_Selected extract_.

──────

A Twitter DomXss, a wrong fix and something more

A Twitter DOM Xss

It seems that twitter new site, introduced some issue resulting in a worm exploiting a stored Xss.
They also added some new JavaScript in their pages which I casually saw while searching in the html for the worm payload.

The code was the following :
//<![CDATA[ (function(g){var a=location.href.split("#!")[1];if(a){g.location=g.HBR=a;}})(window); //]]>

Do you spot the issue?
It search for "#!" in the Url and assign the content after that to the window.location object. And it is present in (almost?) every page on twitter.com main site.

According to DOM Xss Wiki the location object is one of the first objects identified for being dangerous as it is both a source and a sink.

In fact the DOM Based Xss will be triggered by simply going to:

http://twitter.com/#!javascript:alert(document.domain);

as shown in the following screenshot:

Very simple and effective.
After spotting the issue, I sent an email to twitter warning them about it but not without apologizing for finding it in the middle of worm spreading.

The response was quite funny because, even if the issue was very straightforward, they cannot reproduce it because of safari antiXss filter.

Obviously I checked on every browser but Safari ... and guess what ? Safari blocked it! We'll talk about it later.

So I told them that it worked on Firefox, Chrome and Opera and after that they confirmed the issue, thanked me and so long. No more mails.

A Wrong Fix (To Replace or not to Replace )
Thanks Gaz for the title.

After some hours, I found the following fix:

var c = location.href.split("#!")[1]; if (c) { window.location = c.replace(":", ""); } else { return true; }

What's wrong with that?

Data Validation. 'c' is not validated as directed, that means every character but ":" is allowed. Data validation is about limiting the set of every possible input to an expected subset. Question is do we need to allow everything but one char?
BlackListing. It is widely known that blacklisting could lead to bypasses if it is done loosely.
No output encoding is applied. Since location assignment calls the URL Parser the context is quite known and have it's own metacharacters and structure. encoding in the URLParser context is also known as URLEncoding.
The use of replace ... let's see the doc (ECMA Specification):

[...]
String.prototype.replace (searchValue, replaceValue)
[...]
If searchValue is not a regular expression, let searchString be ToString(searchValue) and search
string for the first occurrence of searchString. Let m be 0.
[...]

The analysis tells that the fix is wrong, and in fact is possible to bypass the replace by doubling the colon ':' char.

http://twitter.com/#!javascript::alert(document.domain);

See the '::' ?
The replace just deletes the first occurrence of ':' so we just add two ':'.
It has also the drawback to bypass several client side filters, Safari included.

So I wrote again to twitter:

Hey,
that is not correct!

(function(g){var
a=location.href.split("#!")[1];if(a){g.location=g.HBR=a.replace(":","");}})(window);

will allow:

twitter.com/#!javascript::alert(1)

see the :: ?
I'd suggest you to urlencode a
or
if it breaks things use a whitelist of allowed chars before going to assign a to the location.

Another fix could be using:
location.pathname=a
or
location.search=a

which at least let you stay on the same domain (not sure it works on every browser), but I don't know if it's ok for twitter.

It's not a easy task, as usual :)

Also, please, send me an email when the fix is done, cause I don't want to set a cron job to get when the fix is deployed.
...

──────

Stored data entries
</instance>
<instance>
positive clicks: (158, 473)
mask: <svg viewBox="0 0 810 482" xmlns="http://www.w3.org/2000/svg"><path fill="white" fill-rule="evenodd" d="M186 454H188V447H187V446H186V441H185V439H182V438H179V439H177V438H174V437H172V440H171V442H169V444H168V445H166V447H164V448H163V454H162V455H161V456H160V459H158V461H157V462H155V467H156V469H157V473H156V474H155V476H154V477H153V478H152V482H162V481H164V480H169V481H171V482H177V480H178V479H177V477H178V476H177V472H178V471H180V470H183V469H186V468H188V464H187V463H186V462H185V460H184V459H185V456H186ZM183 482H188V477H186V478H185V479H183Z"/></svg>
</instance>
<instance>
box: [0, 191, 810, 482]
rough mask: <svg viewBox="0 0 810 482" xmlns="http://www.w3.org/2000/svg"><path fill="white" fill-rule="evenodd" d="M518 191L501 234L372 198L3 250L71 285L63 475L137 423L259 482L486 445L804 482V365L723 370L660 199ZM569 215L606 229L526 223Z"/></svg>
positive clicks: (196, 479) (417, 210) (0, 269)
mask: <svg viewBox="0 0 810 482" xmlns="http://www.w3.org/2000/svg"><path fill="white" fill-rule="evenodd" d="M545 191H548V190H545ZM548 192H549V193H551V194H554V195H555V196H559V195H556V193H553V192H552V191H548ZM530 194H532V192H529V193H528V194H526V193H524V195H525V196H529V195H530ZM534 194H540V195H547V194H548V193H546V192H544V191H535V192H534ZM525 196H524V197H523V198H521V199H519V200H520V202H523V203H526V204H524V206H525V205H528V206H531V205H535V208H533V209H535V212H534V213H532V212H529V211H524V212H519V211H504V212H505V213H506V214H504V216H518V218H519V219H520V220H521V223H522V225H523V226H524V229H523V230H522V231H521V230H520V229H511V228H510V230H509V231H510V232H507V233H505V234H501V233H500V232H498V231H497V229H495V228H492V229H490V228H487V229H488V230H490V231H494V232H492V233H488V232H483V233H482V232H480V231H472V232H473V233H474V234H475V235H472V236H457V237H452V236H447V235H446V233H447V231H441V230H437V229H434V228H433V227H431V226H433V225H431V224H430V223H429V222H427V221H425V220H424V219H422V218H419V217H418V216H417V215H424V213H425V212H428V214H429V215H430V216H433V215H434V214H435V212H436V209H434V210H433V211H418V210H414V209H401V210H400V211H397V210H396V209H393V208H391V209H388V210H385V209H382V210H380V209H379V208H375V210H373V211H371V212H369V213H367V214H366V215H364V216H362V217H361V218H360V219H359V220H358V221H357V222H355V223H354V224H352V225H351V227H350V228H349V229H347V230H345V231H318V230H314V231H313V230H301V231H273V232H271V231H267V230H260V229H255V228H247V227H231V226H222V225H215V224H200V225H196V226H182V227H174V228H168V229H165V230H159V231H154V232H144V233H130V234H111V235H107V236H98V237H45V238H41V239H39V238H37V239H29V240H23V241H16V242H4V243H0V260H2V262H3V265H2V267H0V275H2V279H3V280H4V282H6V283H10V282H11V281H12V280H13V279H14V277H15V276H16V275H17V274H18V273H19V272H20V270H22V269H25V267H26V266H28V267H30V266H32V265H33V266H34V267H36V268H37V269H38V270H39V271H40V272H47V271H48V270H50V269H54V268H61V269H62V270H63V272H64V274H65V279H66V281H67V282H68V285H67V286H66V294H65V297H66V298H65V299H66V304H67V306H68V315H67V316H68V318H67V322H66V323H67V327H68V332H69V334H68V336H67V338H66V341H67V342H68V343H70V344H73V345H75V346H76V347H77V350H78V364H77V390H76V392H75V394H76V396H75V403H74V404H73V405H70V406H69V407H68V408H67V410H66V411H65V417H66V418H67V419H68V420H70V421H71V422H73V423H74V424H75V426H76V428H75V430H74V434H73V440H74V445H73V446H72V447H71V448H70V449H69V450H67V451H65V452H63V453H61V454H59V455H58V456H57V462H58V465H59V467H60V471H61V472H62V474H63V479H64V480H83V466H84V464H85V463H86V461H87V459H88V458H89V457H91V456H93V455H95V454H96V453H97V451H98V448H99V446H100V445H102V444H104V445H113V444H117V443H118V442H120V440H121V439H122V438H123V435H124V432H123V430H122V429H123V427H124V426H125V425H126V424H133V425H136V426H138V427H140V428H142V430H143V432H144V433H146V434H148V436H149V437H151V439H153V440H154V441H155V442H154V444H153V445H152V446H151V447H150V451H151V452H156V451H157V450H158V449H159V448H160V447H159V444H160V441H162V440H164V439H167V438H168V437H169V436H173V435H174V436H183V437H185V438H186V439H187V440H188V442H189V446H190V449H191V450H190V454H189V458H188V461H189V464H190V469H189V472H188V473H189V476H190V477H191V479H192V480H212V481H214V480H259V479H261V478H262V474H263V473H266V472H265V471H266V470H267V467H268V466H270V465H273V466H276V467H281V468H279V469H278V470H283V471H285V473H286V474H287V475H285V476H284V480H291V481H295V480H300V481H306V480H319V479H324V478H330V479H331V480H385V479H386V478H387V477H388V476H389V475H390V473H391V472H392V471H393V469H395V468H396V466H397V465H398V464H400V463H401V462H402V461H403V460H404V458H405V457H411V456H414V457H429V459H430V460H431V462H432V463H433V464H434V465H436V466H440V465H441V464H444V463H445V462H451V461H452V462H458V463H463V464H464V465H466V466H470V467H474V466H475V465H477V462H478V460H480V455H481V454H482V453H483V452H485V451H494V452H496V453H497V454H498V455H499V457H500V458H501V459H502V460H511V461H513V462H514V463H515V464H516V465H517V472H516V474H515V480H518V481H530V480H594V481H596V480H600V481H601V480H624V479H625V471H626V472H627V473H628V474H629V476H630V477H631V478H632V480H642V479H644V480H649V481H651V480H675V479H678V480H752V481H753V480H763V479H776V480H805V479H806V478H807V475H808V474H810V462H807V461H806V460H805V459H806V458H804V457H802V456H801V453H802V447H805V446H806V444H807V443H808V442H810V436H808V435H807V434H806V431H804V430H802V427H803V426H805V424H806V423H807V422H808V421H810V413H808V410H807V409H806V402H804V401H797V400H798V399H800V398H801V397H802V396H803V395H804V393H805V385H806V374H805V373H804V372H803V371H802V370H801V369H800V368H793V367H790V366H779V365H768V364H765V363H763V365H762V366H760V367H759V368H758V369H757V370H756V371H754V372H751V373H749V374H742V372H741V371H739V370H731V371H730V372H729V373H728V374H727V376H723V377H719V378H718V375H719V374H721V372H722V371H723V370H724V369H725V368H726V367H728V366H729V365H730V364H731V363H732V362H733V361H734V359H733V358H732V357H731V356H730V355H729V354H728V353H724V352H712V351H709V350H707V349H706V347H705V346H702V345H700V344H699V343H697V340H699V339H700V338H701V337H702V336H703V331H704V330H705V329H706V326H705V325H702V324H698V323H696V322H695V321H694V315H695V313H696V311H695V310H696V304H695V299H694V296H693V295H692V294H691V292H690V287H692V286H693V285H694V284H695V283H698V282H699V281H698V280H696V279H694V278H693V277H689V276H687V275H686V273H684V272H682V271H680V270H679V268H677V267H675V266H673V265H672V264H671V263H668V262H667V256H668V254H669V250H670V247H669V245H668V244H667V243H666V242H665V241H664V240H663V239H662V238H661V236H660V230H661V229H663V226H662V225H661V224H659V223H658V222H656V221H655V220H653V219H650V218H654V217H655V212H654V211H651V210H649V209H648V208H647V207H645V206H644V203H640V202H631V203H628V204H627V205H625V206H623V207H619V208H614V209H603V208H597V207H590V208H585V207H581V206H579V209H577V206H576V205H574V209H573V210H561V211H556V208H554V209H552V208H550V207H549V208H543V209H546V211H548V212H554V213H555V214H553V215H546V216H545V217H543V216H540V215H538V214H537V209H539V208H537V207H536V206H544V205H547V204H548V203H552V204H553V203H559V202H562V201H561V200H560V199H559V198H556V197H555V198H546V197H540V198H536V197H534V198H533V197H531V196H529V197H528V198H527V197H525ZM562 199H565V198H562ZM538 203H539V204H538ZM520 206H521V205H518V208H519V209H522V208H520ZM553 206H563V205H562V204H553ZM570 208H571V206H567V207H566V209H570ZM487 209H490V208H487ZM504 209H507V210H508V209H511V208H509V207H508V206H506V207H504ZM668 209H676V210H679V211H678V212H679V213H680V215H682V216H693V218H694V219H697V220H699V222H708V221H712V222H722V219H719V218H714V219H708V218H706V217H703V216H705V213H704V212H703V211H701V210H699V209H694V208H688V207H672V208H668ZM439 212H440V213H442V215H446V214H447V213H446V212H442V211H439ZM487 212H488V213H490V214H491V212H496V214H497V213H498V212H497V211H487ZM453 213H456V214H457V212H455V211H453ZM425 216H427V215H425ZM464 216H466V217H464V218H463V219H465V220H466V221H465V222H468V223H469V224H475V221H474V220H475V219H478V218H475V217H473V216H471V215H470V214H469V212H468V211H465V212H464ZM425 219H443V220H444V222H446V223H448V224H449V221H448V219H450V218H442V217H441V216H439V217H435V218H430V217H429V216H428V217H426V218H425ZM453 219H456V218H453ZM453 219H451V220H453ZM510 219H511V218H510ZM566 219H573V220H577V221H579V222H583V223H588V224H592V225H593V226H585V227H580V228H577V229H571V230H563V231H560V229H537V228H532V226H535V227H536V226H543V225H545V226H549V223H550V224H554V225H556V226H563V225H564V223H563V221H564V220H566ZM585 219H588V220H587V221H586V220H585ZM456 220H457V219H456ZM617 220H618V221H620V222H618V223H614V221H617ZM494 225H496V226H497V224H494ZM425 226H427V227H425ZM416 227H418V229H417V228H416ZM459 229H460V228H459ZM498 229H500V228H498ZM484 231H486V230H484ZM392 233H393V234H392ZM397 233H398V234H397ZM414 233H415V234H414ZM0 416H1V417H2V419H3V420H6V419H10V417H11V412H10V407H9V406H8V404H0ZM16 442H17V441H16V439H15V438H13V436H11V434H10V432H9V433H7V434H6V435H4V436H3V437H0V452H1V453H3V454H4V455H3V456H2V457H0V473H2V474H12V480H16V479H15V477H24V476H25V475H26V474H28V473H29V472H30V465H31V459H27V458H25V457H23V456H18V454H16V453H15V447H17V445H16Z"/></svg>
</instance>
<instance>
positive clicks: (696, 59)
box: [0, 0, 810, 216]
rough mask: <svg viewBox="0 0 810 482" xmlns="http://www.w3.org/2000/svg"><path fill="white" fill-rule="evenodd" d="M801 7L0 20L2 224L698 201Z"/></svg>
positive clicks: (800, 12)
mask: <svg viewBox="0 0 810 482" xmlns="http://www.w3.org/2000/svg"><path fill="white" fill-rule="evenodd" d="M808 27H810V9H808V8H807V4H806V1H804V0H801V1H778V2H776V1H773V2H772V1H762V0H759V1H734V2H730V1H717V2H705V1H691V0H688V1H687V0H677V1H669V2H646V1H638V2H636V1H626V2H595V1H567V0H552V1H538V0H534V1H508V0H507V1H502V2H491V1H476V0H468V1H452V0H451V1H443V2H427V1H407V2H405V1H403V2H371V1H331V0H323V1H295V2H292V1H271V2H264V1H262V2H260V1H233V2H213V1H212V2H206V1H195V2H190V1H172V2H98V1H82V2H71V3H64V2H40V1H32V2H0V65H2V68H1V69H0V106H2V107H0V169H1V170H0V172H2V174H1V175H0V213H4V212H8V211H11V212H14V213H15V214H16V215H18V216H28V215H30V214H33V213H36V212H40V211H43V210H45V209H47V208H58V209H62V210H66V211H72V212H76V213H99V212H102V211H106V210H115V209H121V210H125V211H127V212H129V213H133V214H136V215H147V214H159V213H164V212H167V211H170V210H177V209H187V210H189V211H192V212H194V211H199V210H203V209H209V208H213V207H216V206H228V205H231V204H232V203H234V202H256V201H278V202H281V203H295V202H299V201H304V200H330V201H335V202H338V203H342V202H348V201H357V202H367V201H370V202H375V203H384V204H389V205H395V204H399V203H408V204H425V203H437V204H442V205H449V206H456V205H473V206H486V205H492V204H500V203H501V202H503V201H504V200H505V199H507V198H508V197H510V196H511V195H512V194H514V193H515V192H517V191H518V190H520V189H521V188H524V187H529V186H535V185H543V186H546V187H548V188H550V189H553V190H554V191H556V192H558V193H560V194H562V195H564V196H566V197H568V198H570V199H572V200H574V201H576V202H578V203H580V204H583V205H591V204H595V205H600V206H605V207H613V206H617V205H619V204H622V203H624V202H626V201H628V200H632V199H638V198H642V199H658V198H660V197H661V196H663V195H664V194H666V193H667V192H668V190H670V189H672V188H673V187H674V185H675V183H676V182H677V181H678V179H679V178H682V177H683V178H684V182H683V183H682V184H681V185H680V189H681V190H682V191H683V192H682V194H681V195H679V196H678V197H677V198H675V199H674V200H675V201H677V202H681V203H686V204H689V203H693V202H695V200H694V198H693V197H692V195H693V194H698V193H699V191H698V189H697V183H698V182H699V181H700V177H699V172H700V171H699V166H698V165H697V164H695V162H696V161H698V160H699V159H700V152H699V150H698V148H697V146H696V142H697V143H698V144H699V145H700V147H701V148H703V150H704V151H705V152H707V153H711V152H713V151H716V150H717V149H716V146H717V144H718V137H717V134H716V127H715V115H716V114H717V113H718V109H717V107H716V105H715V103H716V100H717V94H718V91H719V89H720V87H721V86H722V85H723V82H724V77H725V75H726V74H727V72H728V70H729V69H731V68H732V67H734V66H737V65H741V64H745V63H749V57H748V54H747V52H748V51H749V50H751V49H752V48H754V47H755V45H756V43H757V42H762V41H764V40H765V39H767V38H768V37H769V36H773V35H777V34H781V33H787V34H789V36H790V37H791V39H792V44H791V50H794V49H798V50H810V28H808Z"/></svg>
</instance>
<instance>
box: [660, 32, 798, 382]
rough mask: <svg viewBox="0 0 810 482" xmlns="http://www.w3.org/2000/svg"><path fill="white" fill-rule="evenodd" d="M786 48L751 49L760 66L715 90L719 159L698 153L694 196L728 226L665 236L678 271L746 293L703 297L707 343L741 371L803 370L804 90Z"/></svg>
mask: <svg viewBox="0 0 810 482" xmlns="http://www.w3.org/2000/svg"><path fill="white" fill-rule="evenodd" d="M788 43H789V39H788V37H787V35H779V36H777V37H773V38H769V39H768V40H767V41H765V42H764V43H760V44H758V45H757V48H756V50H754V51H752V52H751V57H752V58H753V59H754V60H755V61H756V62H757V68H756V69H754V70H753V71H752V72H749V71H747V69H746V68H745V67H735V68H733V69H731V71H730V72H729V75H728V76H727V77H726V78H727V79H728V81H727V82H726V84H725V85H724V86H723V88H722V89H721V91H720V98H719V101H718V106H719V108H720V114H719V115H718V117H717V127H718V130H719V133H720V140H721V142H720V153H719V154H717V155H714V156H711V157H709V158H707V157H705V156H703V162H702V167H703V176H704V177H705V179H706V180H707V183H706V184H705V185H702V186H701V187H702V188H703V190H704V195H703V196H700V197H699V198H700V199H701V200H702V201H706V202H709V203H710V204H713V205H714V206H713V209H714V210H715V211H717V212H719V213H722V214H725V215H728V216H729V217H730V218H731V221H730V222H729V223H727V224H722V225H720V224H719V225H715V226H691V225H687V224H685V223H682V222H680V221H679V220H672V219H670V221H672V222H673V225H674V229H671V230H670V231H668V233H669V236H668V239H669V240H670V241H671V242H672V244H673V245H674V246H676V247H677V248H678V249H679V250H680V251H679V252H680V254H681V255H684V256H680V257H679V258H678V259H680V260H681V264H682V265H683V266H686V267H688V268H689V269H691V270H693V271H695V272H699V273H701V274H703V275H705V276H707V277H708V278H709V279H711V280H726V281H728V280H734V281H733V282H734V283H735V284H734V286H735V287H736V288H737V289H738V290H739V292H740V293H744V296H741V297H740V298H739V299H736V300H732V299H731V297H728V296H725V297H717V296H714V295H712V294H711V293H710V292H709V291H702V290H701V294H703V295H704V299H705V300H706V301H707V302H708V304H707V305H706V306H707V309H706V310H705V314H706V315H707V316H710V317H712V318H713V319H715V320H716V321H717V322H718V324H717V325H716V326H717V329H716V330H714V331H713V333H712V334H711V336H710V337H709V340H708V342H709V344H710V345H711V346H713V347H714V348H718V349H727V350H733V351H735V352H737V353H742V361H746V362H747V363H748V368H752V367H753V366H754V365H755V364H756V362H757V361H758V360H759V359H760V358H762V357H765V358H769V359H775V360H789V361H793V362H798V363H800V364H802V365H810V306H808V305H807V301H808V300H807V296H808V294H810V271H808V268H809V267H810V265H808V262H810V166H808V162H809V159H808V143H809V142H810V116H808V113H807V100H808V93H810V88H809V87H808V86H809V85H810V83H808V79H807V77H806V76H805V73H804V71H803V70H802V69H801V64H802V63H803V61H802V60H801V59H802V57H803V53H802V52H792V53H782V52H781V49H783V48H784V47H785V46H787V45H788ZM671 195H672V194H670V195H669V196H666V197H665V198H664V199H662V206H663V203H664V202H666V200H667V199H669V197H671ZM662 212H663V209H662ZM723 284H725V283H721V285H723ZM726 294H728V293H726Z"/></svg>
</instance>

──────

_What is required_.
Pick up the write-up on the Twitter DOM XSS and continue it from its final sentence. These entries are separate material from the write-up on the Twitter DOM XSS.

_Answer to this problem_.
This morning I found the following fix (no email from them though):
(function(g){ var a=location.href.split("#!")[1]; if(a){ g.location=g.HBR=a.replace(":","","g"); } })(window);

Which resolves the multiple colons attack, but, IMHO, it is not really correct because of what I've said previously.

The Safari Filter Bypass (the something more part)

As a side consequence of the twitter DOM Xss I found myself playing with the Safari anti Xss filter.
It seems that it tries to find a match between the payload used in the assignment to location and the values in the Url in browser location bar.
After checking a bit in order to understand the behavior of the filter, I figured out that it urldecode the Url and then search for the pattern.
The problem comes because of that.
In fact since the + is replaced to a space character, then
twitter.com?#!javascript:1+alert(1)

becomes:
twitter.com?#!javascript:1 alert(1)
which obviously won't ever match the needle:
"javascript:1+alert(1)"

And there you have the bypass.

Update (24/09/2010)

Twitter finally set a working patch to the second wrong fix (see comments).
(function(g){var a=location.href.split("#!")[1];if(a){g.location=g.HBR=a.replace(/:/gi,"");}})(window);

Still not the best,IMHO, but at least it works...well, until there will be a bypass.
Also, since the patch just blocks ':' still remains an arbitrary redirect issue.

twitter.com#!//attacker.ltd/with/a/page/similar/to/twitterlogin/page

Update (25/09/2010)

As it was to be expected, there is a bypass (already public) which works on IE8 (~26% market share).
I found it yesterday independently by Gareth Heyes and Yusuke Hasegawa and reported to Twitter security team.
The bypass takes advantage of the html entity version of ':' which is : or :.
Internet Explorer 8, unlikely other browsers, when finds an entity converts it to its original value when it is assigned to the location object.
location="&x#58;"
will let the browser to go to ':' and not to literally "&x58;"
So, when the patch tries to replace ':' to an empty value, it won't find it, but the assignment to the location will convert it again to a colon.

twitter.com#!javascript&x58;alert(1)
is still valid (not in blacklist).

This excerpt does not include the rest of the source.